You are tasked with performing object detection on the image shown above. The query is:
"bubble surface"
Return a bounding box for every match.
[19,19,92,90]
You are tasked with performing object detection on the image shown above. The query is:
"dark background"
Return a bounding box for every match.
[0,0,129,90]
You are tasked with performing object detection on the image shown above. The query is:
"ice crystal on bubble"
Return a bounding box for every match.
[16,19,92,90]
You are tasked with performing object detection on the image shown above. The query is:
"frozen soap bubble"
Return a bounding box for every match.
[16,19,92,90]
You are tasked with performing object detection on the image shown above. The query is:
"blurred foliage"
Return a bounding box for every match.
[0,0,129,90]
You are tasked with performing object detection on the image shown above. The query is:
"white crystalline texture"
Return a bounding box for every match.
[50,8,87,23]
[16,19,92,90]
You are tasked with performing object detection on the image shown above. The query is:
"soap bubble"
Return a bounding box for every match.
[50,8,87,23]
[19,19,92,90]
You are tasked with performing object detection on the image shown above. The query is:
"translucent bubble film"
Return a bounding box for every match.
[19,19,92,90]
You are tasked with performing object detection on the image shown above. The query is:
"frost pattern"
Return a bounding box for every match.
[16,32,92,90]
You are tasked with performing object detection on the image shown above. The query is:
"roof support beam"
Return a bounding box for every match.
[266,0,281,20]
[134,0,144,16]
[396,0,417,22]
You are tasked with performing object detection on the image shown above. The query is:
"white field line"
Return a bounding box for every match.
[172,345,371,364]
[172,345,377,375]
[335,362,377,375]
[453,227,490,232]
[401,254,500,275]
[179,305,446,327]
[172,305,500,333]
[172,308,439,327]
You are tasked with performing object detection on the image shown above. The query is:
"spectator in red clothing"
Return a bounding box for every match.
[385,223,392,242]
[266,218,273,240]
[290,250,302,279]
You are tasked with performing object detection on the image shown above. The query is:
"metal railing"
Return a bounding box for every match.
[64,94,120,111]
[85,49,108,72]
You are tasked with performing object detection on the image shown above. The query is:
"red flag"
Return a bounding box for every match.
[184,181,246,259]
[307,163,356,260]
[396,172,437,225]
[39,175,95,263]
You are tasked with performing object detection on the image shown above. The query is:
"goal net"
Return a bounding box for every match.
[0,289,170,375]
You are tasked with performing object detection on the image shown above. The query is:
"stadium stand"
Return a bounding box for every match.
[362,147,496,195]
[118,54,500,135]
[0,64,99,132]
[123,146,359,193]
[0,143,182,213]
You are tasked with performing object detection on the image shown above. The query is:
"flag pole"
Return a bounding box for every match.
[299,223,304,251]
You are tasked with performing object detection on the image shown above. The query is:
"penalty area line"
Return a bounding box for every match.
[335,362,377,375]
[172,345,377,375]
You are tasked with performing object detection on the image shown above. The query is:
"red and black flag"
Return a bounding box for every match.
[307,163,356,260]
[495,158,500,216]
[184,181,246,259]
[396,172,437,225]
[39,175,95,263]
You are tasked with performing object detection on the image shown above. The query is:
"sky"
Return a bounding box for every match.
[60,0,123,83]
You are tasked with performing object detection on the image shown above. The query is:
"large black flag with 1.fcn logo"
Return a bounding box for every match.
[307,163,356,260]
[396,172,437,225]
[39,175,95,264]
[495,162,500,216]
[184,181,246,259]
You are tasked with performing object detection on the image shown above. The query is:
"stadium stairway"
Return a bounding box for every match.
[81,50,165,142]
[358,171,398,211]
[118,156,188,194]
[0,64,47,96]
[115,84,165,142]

----------

Return every line from the lines above that contains the word "black".

> Problem solution
"red and black flag"
"large black flag with 1.fcn logo"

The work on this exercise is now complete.